LISTED RECORDS:
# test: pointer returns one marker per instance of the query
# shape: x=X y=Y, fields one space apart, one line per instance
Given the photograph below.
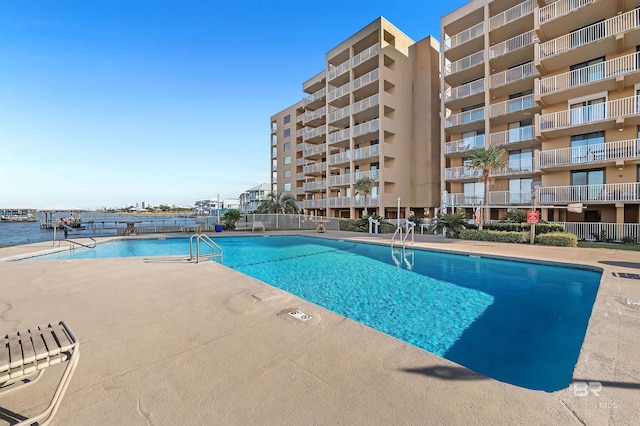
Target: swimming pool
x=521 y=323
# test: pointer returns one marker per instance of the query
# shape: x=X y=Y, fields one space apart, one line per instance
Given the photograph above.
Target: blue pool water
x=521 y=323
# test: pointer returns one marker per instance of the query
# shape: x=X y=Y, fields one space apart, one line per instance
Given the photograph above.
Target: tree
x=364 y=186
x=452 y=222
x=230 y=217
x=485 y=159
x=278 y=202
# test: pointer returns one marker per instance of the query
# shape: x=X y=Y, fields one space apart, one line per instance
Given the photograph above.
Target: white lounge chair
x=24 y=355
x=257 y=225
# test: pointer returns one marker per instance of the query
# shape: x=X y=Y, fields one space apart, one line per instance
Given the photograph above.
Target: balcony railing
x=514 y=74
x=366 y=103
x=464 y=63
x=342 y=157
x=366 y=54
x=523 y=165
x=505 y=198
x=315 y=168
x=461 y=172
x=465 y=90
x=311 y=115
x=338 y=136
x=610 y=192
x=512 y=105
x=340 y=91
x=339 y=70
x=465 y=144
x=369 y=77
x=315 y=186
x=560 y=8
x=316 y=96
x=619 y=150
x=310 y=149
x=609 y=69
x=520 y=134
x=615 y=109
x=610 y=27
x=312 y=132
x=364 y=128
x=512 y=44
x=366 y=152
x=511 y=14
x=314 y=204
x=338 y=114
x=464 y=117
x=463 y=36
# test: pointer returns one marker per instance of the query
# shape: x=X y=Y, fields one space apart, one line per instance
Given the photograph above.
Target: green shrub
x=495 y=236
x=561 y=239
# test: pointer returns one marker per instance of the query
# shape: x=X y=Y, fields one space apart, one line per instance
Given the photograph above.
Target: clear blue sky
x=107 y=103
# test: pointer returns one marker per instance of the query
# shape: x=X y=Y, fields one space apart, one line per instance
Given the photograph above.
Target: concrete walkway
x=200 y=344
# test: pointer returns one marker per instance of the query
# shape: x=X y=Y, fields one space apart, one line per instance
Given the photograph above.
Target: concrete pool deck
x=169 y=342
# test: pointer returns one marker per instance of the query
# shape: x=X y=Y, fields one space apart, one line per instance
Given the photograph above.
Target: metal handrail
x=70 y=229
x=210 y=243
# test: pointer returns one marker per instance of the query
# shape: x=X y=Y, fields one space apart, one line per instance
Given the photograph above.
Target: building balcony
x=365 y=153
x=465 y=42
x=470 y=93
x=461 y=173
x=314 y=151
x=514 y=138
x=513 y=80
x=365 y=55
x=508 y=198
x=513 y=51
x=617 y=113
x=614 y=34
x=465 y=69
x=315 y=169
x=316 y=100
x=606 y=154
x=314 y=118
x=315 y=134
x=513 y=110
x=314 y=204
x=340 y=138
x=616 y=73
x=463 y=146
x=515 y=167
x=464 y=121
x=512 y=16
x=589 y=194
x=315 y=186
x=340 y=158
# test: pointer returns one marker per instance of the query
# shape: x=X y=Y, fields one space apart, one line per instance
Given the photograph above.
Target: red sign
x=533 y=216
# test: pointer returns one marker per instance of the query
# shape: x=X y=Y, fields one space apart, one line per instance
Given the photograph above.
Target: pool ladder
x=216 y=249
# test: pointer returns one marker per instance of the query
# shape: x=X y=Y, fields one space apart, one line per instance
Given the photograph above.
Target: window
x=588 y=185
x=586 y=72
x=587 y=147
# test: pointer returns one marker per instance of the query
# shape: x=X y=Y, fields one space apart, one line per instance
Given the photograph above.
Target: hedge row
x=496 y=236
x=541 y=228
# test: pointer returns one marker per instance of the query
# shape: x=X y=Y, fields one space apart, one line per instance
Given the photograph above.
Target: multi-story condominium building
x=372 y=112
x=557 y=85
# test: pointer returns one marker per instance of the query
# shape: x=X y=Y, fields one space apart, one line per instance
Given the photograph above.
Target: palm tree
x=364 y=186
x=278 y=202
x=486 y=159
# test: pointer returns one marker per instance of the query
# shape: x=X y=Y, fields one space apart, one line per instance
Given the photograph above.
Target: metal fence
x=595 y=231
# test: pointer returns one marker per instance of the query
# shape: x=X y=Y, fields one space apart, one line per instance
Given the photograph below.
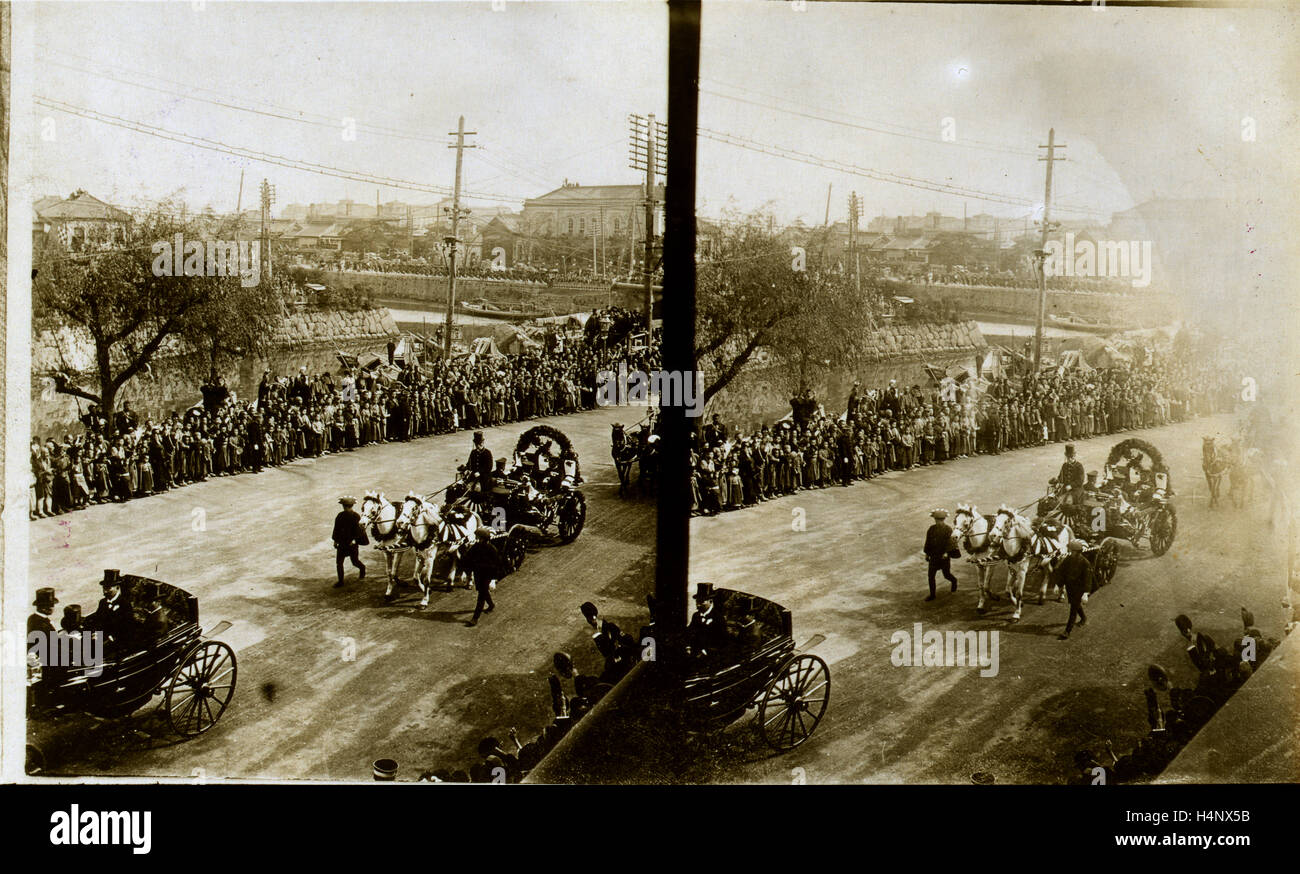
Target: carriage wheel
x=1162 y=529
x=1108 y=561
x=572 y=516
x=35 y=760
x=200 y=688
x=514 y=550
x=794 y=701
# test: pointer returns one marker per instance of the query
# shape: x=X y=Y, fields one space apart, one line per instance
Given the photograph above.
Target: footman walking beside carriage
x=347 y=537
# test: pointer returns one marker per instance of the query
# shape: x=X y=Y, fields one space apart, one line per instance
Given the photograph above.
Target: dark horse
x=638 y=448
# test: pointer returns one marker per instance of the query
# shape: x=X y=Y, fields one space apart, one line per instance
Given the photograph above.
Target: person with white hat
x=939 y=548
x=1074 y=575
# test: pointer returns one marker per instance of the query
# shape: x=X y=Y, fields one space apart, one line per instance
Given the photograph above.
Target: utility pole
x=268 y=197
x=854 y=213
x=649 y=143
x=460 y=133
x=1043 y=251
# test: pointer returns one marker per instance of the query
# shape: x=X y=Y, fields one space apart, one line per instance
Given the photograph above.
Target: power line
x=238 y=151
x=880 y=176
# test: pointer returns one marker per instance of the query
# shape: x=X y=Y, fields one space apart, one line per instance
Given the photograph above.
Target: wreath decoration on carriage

WORK REQUEST: Please print every record exactly as written, without the pictures.

ANSWER BOX:
# test: pointer returns one marker per instance of the query
# shape: x=X y=Y, fields one space apart, one line per instance
Given the photograph below.
Target: swimming pool
x=521 y=323
# test: pointer returns one marker per instance of the query
# shape: x=X y=Y, fields one space apart, one line per instance
Given the photograph above.
Target: blue pool water
x=521 y=323
# test: pointer returns one marker per instance of the query
# shape: x=X y=Y, fields one space apart, one line per instance
Given the photograph above.
Target: tree
x=364 y=186
x=452 y=222
x=230 y=217
x=485 y=159
x=278 y=202
# test: pointer returns one marker per instance of the query
# shape: x=X y=Y, fields one space apart, one line per instance
Given the photograph above.
Target: white lounge chair
x=24 y=355
x=257 y=225
# test: pointer returns one marker per instance of the query
# shape: x=X y=Y, fields one space apart, one line per instance
Given the photograph above.
Target: balcony railing
x=514 y=74
x=366 y=103
x=464 y=63
x=342 y=157
x=366 y=54
x=523 y=165
x=505 y=198
x=315 y=168
x=461 y=172
x=465 y=90
x=311 y=115
x=338 y=136
x=610 y=192
x=512 y=105
x=340 y=91
x=339 y=70
x=465 y=144
x=369 y=77
x=315 y=186
x=560 y=8
x=316 y=96
x=619 y=150
x=310 y=149
x=609 y=69
x=520 y=134
x=615 y=109
x=610 y=27
x=312 y=132
x=364 y=128
x=512 y=44
x=366 y=152
x=511 y=14
x=314 y=204
x=338 y=114
x=464 y=117
x=463 y=36
# test: pointer returns one marker per instance of the query
# shape: x=X y=Y, fields one space apart, one line per instance
Given the photograph above.
Target: green shrub
x=495 y=236
x=561 y=239
# test: pointer returns one marker per instance of the query
# shape: x=X y=Y, fields one space apart, one line per instance
Given the photograph above.
Target: clear blue sky
x=107 y=103
# test: pointer returns one marker per instance of the query
# shape: x=X y=Y, fields one space apart, one line per instance
Given the photograph above.
Target: concrete walkway
x=200 y=344
# test: pointer returns one marker per instance of the query
# shape: x=X y=Y, fields one space apart, one line per instance
Given the photograph above.
Target: concrete pool deck
x=169 y=342
# test: pointer returns one marker per instance of the query
# shape: x=X y=Y, fields one space apart, one line per instance
Given the photograph above.
Target: metal handrail
x=70 y=229
x=210 y=243
# test: pointer returns one marker per instance of the query
# shape: x=X y=Y, fields one space apart, one line per instance
Given the photograph above.
Target: building balcony
x=365 y=153
x=465 y=42
x=470 y=93
x=461 y=173
x=314 y=151
x=514 y=138
x=513 y=80
x=365 y=55
x=508 y=198
x=513 y=51
x=617 y=113
x=614 y=34
x=465 y=69
x=315 y=169
x=316 y=100
x=606 y=154
x=314 y=118
x=315 y=134
x=513 y=110
x=314 y=204
x=340 y=138
x=616 y=73
x=463 y=146
x=515 y=167
x=464 y=121
x=512 y=16
x=589 y=194
x=315 y=186
x=340 y=158
# test: pointer returns one marker per instance of the query
# shape: x=X y=Y, fields one space apart, one line per instance
Given the photograph above.
Target: red sign
x=533 y=216
# test: pointer returns one marker per instance of the query
# shape: x=X y=Y, fields one space apart, one line per instance
Given the photograph above.
Target: pool ladder
x=216 y=249
# test: pointer returns one marker per instance of the query
# shape: x=X y=Y, fields one space apart, one line per instance
Given the photograph above.
Target: window
x=588 y=185
x=586 y=72
x=587 y=147
# test: pointer returns one marker per instance of the query
# shape: x=X y=Y, fields one space apart, one line per instance
Given the photograph above.
Target: hedge row
x=496 y=236
x=541 y=228
# test: pointer returns one marker per instance of the query
# shape: x=X y=Y, fields one space apart, one line per instance
Given the photograph above.
Target: multi-story condominium building
x=372 y=112
x=557 y=85
# test: pointer returns one marker per instance of the query
# shape: x=X y=Y, fields one space apart, one line per instance
Given the photograph above.
Target: palm tree
x=364 y=186
x=278 y=202
x=486 y=159
# test: pointer returns one marker per instance of the query
# shape: x=X y=Y, fields one space apart, one line per instance
Given the photograph above.
Target: metal fence
x=595 y=231
# test: pointer returns one marker per instance of the query
# shape: x=X y=Y, fields one space apart, one line per instance
Given the photograph below.
Target: carriage wheel
x=1162 y=529
x=1108 y=561
x=572 y=516
x=35 y=760
x=200 y=688
x=514 y=550
x=794 y=701
# test: pointer returns one marker per instance of the query
# shape: x=X y=Y, fields one space apart, one line per instance
Given the photograph above.
Target: footman walking beside carriage
x=347 y=537
# test: pointer returns one marker per instance of the query
# shape: x=X y=Y, fields one space apart, one line per instance
Given the photograph above.
Target: dark horse
x=638 y=448
# test: pointer returns one marker per instance of the query
# shape: x=X y=Y, fields one space apart, one line per instance
Given the photograph above.
Target: person with white hat
x=939 y=548
x=1074 y=575
# test: pointer returns one marker per instance of the query
# shape: x=X y=Y, fields one space apart, one line per instance
Given the photograph above.
Target: utility pole
x=268 y=197
x=854 y=213
x=649 y=143
x=460 y=133
x=1043 y=251
# test: pointer returns one marker per instance of the query
# shape: x=X y=Y, fields one space apart, one line per instance
Given the photograph above.
Target: power line
x=238 y=151
x=880 y=176
# test: pointer returns one marker per instance of the query
# shape: x=X y=Y, fields one space apart, one line per instance
Given the photograph above.
Target: wreath decoration on carriage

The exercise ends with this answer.